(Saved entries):
====
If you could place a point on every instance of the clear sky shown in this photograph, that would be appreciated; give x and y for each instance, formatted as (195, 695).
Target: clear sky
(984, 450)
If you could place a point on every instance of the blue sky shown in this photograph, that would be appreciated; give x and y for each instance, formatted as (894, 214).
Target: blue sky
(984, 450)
====
(TASK DESCRIPTION): Rewrite each line of the material above as an item in a numbered list, omitting any blank lines.

(IN RESPONSE):
1. If you could place a point on every instance of the clear sky shown in this photograph, that would be appreciated; give x and y for each instance, formatted as (195, 695).
2. Target: clear sky
3. (984, 450)
4. If you could place a point on every instance of the blue sky shown in this photograph, that would be appreciated; give x and y for each instance, formatted as (894, 214).
5. Target: blue sky
6. (984, 450)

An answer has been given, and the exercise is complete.